Objective - Please reproduce every row below word for word, with no changes of any kind.

Data shown -
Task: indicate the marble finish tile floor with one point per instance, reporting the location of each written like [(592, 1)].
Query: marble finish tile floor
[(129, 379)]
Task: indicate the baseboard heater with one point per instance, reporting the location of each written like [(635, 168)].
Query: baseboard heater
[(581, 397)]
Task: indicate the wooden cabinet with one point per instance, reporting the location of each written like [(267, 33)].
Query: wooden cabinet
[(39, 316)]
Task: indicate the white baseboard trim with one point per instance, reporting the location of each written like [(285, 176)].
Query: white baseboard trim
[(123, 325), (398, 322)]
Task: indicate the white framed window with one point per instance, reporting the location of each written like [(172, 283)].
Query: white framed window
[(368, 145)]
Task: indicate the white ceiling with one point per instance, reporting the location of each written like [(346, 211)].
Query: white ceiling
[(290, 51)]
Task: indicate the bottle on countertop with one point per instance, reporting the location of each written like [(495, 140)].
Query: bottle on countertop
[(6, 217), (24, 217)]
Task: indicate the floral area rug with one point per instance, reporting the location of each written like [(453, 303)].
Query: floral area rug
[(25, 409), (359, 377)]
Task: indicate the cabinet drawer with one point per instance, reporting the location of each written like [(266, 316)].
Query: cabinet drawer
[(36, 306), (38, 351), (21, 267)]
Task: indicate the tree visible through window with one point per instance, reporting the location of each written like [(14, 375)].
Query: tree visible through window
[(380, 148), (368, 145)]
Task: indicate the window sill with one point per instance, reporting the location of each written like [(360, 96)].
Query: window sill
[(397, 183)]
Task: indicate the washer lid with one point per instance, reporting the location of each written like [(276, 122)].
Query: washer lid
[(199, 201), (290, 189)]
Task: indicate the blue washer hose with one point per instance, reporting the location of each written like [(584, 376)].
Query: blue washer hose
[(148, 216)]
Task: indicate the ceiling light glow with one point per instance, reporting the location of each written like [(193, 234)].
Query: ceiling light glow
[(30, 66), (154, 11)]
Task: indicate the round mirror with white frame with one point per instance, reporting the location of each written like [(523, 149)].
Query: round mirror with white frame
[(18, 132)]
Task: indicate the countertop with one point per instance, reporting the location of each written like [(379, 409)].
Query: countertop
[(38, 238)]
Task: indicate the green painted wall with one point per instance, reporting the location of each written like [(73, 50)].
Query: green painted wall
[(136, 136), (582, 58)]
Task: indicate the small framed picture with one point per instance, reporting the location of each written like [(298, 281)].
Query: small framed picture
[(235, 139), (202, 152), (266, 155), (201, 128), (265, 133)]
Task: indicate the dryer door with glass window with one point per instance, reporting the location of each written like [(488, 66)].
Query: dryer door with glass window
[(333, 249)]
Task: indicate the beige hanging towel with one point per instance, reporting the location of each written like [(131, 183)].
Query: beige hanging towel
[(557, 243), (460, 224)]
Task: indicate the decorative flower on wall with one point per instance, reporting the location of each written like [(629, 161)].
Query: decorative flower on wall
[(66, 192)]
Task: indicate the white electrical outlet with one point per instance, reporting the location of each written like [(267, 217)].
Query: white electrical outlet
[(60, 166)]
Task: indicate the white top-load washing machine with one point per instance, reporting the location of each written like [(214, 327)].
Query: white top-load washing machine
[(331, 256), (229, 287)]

Reply -
Task: indicate the marble finish tile floor with one point per instance, reporting the location of each written like [(592, 1)].
Query: marble finish tile floor
[(129, 379)]
Task: indicate the baseboard heater with one point per instance, reporting the location of each written like [(635, 168)].
Query: baseboard heater
[(581, 397)]
Task: indicate the wooden cabinet with one point per instance, reporting the location of each written like [(267, 33)].
Query: wooden cabinet
[(39, 316)]
Task: indicate the white baseboard trim with one point per instance, reporting the location of each written like [(285, 176)].
Query: white baseboard trim
[(123, 325), (398, 322)]
Task: indicate the white framed window with one point per instance, reporting the location of each written like [(172, 283)].
Query: white framed window
[(368, 145)]
Task: indicate the white ceiling with one point per instance, reporting the location of each written like [(346, 211)].
Query: white ceiling
[(290, 51)]
Task: indicate the bottle on countertop with one point per instance, reporting the location of each written like [(495, 140)].
Query: bottle on countertop
[(6, 217), (24, 217)]
Task: indicate the floral area rug with one point per instance, reporting the location of each written like [(453, 303)].
Query: floral area rug
[(25, 409), (359, 377)]
Task: indicate the cabinet drawer with one point per instance, reporting the location of each written like [(266, 316)].
Query: cabinet drawer
[(36, 306), (38, 351), (21, 267)]
Task: indicate the tree visible through window with one point per instance, reporting the location of each written like [(14, 375)].
Query: tree visible through window
[(380, 148), (368, 145)]
Task: indicate the window sill with one point per instance, reporting the location of each written like [(360, 96)].
Query: window sill
[(397, 183)]
Task: indicate the washer lid with one point per instance, reporting the location of each written like [(276, 122)].
Query: washer lid
[(199, 201), (290, 189)]
Task: indicate the blue washer hose with one point per instance, reporting the location of each written like [(584, 376)].
Query: blue washer hose
[(148, 216)]
Task: indicate the ceiling light glow with one point per instance, reporting the location of each written like [(193, 234)].
Query: ceiling light glow
[(30, 66), (154, 11)]
Task: indicate the round mirror with white frame with one point per instance, reporting the location of each written like [(523, 149)].
Query: round mirror with white frame
[(18, 132)]
Task: indicate the countertop with one point per instance, reporting the location of each written like [(379, 409)].
Query: countertop
[(38, 238)]
Task: indicate the green painted wall with one point per instance, reporting the location of each written like [(73, 50)].
Query: green painted wall
[(136, 136), (582, 58)]
Task: indicate the small framed picture with one point per instance, reporting the location of each written like [(298, 281)].
Query: small framed picture
[(235, 139), (202, 152), (266, 155), (201, 128), (265, 133)]
Task: indicate the dryer door with glass window with one point per instance, reporting the location of each written like [(488, 66)].
Query: dryer door with glass window
[(333, 249)]
Task: indicate the beige hanging towel with one point per instance, reporting the location of each written like [(131, 183)].
Query: beige hanging towel
[(557, 243), (460, 224)]
Task: indicate the decorative flower on wall with one point per instance, reporting the location of each written like [(629, 161)].
Query: decorative flower on wall
[(66, 192)]
Task: indicate the white electrical outlet with one point per instance, reporting the location of each written like [(267, 217)].
Query: white electrical outlet
[(60, 166)]
Task: indicate the white top-load washing machine with one point per instance, reporting the location of each written like [(214, 327)].
Query: white top-load washing machine
[(331, 256), (229, 287)]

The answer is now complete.